=== WORK TASK ===
Nothing but the lines below between the line holding "elephant foreleg, each" and the line holding "muddy bank, each", inclusive, should appear in the answer, each set down exactly.

=== SUPPLIED INFORMATION ===
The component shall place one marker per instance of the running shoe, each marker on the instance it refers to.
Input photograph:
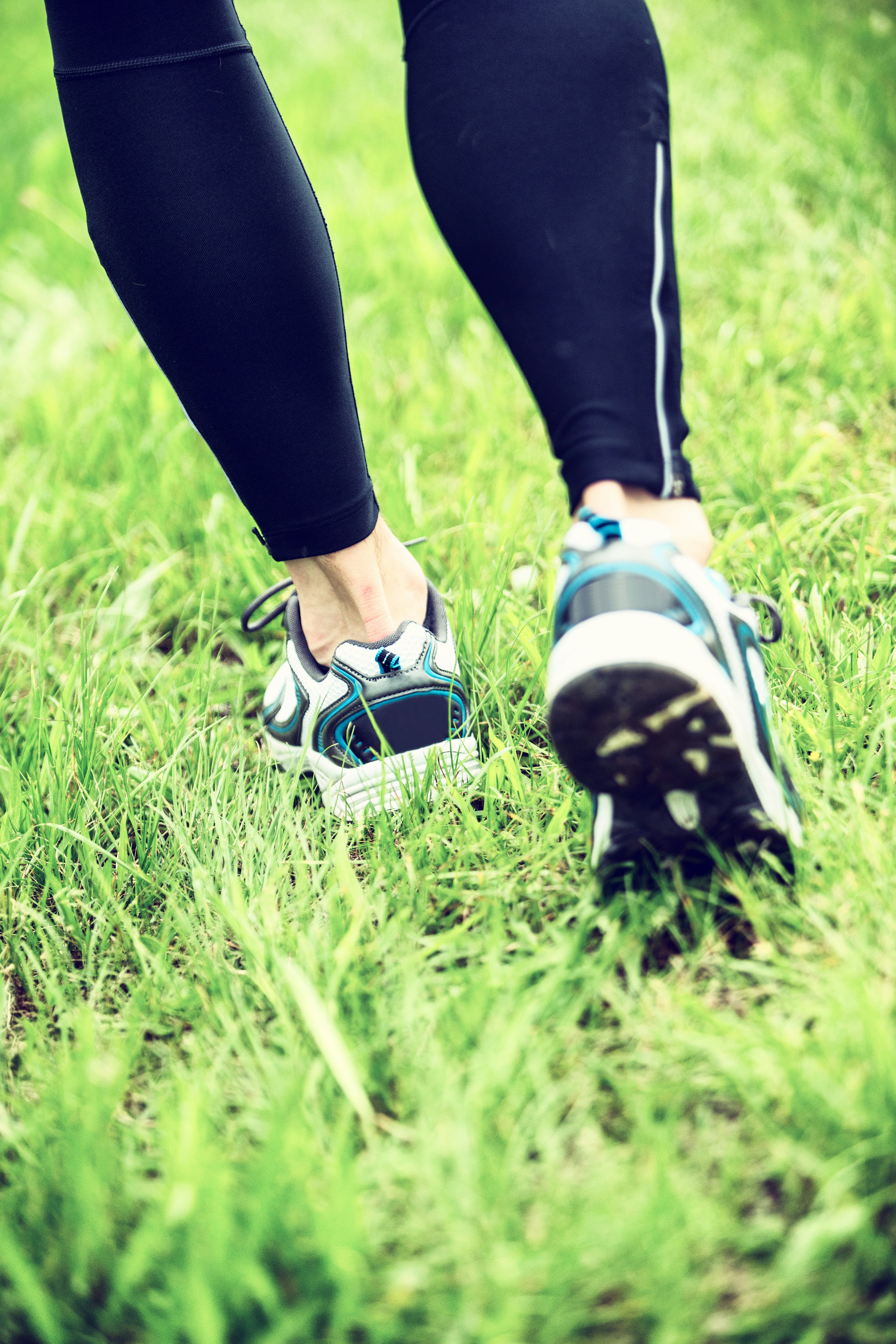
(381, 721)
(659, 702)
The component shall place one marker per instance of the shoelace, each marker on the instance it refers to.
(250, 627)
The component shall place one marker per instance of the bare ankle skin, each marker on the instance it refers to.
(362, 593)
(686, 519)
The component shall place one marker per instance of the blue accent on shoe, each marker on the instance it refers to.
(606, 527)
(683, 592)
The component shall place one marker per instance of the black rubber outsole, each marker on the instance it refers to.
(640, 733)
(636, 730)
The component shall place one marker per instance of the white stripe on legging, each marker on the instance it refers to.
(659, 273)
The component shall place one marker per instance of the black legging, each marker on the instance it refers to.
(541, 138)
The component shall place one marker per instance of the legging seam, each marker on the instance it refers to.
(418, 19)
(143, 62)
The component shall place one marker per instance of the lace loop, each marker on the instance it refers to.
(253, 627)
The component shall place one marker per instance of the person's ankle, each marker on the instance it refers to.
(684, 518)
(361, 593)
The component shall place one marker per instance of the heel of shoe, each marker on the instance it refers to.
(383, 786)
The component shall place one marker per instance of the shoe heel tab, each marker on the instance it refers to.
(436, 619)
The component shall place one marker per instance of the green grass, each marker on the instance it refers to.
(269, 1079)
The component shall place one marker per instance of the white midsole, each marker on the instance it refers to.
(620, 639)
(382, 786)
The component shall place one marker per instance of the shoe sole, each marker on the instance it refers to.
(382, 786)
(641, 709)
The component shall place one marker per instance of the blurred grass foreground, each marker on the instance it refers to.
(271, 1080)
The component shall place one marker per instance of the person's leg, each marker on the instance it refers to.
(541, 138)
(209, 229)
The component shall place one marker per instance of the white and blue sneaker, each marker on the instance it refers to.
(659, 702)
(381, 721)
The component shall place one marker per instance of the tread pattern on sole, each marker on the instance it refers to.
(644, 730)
...
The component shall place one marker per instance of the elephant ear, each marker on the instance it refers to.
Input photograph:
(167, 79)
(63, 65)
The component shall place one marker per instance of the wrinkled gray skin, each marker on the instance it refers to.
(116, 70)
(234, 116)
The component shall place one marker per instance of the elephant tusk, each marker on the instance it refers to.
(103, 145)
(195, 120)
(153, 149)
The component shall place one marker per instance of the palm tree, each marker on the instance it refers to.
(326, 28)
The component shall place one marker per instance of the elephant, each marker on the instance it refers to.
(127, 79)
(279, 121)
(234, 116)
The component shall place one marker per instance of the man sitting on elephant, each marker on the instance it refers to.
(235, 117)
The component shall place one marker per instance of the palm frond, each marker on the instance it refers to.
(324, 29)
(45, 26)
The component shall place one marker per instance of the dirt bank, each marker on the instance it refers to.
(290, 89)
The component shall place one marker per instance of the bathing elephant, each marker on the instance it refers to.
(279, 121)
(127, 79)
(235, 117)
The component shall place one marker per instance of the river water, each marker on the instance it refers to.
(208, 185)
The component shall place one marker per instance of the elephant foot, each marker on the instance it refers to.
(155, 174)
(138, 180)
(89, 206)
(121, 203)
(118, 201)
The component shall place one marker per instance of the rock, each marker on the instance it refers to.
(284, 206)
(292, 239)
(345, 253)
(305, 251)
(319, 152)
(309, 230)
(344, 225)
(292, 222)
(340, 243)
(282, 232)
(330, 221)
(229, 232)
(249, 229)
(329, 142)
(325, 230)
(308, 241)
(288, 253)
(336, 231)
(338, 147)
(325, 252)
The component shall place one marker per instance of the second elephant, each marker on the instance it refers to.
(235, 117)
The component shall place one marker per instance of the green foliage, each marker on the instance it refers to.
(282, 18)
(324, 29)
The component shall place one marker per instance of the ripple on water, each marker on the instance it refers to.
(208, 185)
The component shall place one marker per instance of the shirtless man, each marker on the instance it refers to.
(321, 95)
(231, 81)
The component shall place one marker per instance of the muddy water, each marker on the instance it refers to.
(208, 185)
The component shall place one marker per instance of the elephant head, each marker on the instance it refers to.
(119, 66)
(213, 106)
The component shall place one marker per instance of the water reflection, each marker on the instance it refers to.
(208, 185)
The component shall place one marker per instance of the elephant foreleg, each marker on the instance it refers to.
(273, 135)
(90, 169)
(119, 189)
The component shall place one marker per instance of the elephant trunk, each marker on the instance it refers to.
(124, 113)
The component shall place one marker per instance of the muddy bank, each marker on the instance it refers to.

=== WRITTEN RESPONSE ===
The component shall place one marker per instance of the elephant foreleg, each marker on the instance it refers to.
(273, 135)
(90, 169)
(119, 189)
The component shall place one marker per instance of the elephant trunk, each marker on the instance it refers to.
(124, 113)
The component shall place one marker per instance of the muddy bank, each marker on the instance it refers to.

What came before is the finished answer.